Raw records ::
★ ★ ★ ★ ★ ★ ★
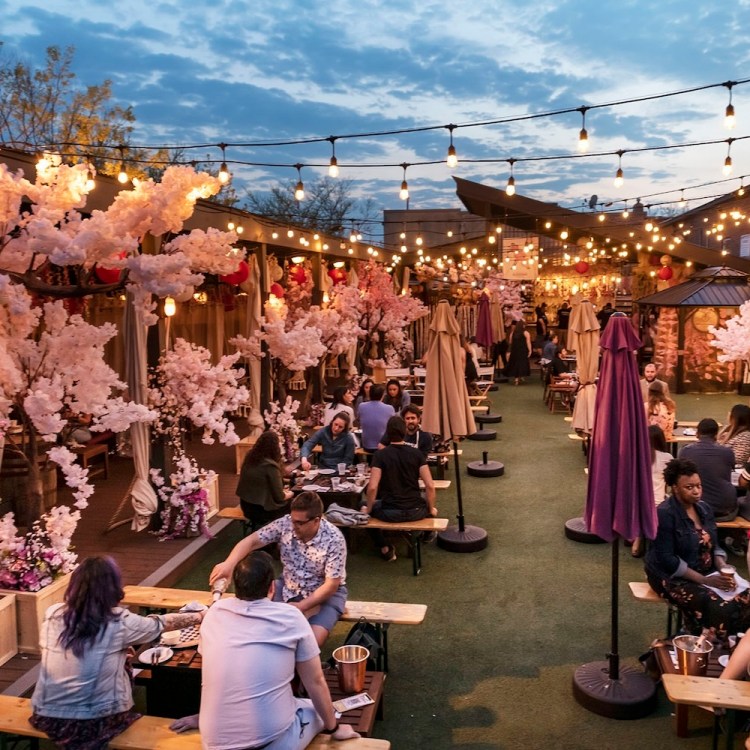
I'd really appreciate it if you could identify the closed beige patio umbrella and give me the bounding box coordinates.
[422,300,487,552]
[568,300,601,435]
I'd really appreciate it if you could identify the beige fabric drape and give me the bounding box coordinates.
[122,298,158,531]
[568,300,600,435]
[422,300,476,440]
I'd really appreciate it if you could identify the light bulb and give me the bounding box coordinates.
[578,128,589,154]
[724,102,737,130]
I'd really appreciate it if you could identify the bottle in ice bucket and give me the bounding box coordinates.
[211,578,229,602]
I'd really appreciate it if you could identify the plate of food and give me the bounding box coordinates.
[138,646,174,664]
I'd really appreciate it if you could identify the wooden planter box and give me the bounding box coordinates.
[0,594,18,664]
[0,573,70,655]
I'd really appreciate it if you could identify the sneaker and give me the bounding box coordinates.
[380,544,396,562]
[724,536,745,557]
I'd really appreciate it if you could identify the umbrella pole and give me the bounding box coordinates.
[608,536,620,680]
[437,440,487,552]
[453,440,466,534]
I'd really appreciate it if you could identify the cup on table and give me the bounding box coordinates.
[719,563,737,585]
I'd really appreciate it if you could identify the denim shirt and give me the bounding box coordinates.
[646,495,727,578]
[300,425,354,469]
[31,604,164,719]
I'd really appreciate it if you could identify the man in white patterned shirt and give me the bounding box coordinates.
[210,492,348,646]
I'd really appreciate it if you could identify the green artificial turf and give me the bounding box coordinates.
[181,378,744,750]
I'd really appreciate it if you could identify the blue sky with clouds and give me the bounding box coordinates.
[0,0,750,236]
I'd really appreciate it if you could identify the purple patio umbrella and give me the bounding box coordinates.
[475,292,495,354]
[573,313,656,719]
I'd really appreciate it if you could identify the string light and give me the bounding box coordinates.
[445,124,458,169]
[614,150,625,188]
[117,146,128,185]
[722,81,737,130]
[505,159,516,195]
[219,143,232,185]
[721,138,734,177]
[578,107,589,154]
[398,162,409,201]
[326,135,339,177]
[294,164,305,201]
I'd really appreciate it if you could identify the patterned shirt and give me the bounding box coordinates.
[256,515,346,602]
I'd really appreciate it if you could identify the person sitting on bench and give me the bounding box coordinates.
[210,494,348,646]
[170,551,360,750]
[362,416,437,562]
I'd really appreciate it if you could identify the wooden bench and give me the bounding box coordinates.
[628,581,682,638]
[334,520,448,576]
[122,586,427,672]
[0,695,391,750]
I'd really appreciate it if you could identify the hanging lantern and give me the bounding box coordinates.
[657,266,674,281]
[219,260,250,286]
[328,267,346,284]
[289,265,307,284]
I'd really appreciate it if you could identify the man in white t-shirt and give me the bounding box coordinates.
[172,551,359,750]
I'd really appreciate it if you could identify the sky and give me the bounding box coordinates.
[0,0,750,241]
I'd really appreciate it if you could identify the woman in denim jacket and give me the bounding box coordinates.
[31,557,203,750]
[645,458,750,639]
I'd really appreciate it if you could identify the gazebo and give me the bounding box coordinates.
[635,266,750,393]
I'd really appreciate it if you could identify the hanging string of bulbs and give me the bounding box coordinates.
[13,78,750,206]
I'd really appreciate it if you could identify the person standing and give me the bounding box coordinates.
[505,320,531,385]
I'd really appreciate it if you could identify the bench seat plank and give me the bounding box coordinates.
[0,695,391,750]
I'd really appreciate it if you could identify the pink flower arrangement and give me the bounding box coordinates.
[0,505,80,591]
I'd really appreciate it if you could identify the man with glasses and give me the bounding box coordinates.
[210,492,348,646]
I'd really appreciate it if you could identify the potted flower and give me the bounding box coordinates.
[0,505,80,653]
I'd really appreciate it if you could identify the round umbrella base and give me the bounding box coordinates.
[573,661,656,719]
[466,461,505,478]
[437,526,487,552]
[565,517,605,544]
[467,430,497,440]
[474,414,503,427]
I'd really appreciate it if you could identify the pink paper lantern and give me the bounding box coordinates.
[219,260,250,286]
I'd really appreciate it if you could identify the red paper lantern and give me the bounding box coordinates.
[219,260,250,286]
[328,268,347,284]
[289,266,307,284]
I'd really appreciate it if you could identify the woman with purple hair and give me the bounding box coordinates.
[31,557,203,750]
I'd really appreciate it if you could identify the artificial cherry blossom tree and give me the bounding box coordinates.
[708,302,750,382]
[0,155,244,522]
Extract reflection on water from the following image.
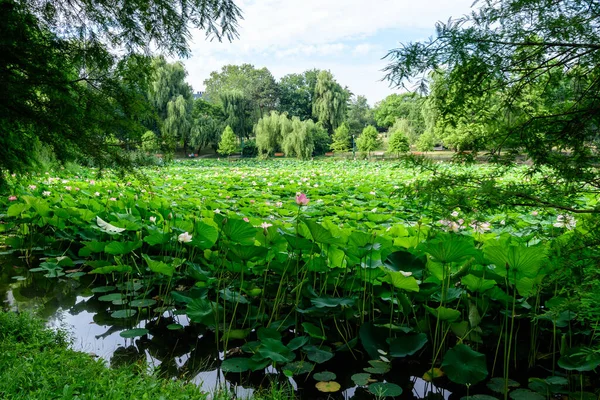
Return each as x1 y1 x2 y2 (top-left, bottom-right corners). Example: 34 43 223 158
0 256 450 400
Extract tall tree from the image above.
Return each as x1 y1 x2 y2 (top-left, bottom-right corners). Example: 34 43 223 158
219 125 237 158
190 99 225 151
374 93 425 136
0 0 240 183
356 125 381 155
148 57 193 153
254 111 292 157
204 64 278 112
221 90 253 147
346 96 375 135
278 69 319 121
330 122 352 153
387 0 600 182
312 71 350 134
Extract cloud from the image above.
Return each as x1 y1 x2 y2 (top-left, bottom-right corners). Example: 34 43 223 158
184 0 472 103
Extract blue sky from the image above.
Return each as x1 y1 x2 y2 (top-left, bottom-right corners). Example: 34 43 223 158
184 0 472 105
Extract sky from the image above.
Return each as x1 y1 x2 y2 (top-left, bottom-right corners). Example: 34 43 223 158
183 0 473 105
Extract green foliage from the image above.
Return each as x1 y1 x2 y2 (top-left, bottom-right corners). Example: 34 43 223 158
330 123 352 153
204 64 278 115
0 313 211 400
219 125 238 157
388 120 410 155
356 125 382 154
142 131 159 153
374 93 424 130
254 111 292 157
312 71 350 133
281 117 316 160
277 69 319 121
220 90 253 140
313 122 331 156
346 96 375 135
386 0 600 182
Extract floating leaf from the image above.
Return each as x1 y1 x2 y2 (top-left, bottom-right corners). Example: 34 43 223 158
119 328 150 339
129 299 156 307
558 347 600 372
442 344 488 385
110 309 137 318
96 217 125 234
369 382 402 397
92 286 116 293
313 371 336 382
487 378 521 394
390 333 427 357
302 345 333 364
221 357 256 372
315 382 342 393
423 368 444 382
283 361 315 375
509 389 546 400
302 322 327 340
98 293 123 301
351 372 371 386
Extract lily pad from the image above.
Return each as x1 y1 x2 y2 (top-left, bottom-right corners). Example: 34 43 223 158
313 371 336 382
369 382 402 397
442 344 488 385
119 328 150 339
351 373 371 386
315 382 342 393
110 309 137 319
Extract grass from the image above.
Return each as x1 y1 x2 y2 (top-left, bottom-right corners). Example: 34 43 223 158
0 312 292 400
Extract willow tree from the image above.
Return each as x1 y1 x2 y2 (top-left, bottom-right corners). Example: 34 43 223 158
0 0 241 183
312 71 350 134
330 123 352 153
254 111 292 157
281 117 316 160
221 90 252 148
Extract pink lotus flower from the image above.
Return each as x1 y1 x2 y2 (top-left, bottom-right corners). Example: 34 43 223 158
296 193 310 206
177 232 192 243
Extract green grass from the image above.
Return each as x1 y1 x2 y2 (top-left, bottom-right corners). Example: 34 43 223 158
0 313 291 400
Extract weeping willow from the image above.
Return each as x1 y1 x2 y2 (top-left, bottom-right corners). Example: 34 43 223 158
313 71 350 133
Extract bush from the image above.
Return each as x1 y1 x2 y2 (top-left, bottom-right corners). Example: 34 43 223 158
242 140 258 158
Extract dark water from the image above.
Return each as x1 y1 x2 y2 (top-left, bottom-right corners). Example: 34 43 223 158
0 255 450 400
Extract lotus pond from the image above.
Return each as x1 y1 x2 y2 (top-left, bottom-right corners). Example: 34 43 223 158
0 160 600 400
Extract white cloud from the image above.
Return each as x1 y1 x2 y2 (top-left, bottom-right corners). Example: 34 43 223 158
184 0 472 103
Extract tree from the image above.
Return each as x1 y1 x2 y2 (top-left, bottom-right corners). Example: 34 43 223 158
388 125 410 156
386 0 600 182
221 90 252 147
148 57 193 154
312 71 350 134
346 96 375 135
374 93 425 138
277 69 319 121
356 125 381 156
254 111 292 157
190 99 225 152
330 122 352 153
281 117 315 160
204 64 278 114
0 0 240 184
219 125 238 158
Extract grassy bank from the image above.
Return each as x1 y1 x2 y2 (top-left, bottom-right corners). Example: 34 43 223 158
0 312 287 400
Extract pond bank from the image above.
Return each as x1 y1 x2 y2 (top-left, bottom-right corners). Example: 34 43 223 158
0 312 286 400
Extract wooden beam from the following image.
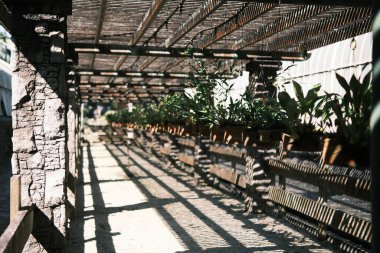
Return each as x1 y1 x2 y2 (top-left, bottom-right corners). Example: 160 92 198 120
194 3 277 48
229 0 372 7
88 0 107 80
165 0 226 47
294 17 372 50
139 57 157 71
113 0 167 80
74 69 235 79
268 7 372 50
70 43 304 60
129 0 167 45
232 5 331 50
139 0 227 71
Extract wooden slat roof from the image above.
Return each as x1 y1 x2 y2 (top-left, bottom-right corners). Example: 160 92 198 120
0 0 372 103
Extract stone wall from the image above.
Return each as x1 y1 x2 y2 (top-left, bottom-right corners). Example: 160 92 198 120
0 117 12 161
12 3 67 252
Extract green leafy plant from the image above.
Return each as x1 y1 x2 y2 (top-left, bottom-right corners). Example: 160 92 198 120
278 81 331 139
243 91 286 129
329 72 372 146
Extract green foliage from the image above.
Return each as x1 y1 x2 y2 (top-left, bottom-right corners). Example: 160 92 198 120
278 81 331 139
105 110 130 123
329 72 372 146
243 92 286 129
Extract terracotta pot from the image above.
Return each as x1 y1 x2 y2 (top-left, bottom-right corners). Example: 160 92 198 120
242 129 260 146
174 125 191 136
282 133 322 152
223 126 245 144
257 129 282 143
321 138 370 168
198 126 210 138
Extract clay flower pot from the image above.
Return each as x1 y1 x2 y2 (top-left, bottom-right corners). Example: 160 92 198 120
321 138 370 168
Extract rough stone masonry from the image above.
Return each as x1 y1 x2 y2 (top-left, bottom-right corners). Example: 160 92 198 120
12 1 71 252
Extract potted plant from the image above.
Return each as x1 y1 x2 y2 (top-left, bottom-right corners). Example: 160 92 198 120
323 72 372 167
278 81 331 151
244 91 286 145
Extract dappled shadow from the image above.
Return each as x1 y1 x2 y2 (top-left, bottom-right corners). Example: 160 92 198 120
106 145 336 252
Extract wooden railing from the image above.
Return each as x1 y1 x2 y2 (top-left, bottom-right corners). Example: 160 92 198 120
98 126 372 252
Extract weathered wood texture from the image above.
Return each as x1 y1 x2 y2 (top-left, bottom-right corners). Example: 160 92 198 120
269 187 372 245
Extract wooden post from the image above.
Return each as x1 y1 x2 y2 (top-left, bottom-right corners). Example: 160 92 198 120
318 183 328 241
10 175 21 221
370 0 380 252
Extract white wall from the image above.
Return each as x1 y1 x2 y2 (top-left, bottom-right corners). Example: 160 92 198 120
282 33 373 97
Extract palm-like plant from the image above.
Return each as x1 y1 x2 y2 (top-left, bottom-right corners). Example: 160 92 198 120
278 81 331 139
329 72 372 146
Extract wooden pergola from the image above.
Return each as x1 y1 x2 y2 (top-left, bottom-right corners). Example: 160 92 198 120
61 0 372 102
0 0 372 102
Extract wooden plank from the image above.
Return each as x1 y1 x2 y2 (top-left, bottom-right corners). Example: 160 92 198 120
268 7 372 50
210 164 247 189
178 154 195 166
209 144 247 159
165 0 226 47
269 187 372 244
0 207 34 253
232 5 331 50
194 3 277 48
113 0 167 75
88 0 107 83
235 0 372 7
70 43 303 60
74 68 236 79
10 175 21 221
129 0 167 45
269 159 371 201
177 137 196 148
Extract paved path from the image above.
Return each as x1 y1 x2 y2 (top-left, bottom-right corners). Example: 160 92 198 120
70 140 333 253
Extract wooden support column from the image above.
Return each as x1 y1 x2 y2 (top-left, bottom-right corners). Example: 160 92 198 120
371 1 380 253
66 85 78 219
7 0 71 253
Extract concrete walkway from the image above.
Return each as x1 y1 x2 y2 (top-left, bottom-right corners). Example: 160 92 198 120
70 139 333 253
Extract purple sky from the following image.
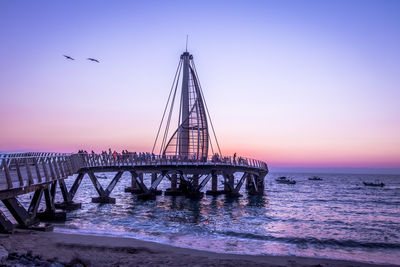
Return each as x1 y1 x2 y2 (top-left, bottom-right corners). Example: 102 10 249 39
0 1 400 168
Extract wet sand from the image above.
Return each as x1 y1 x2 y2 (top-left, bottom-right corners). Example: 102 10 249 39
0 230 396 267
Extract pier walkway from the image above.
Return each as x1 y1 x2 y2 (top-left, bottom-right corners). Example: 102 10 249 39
★ ★ ★ ★ ★ ★ ★
Start at the line containing "I'd really appreciate it if you could identify the beige" and stop after the line containing "[719,563,737,585]". Lay out those entries as a two-column CSV with the headers input and output, one row per entry, putting the entry's text and its answer each in a single quoted field with line breaks turned into spaces.

The response ::
input,output
"I'd really appreciate it if you could identify the beige fabric drape and give me the bounding box coordinates.","[122,298,158,531] [568,300,600,435] [422,300,476,440]"
"I'd really appreciate it if you could identify the light bulb and give me the bounding box coordinates.","[578,128,589,154] [724,102,737,130]"
"I'd really appreciate it if you could identify the bottle in ice bucket and give me the bounding box coordinates.","[211,578,229,602]"
"I'd really appreciate it if you could identify the plate of food and give me the bounding box coordinates.","[138,646,174,664]"
"I'd really appreciate it if you could identify the wooden planter box and give me the bounding box coordinates.","[0,594,18,664] [0,573,70,655]"
"I'd really appreciate it if you could identify the sneaker and give me the bounding box coordinates.","[380,544,396,562] [724,536,745,557]"
"I'd really appreciate it if you could identify the umbrella pole and give me the bounding box coordinates.","[608,536,620,680] [437,440,487,552] [453,440,466,534]"
"I'd really appreciate it if you could identify the cup on table and give me the bounding box coordinates.","[719,563,737,585]"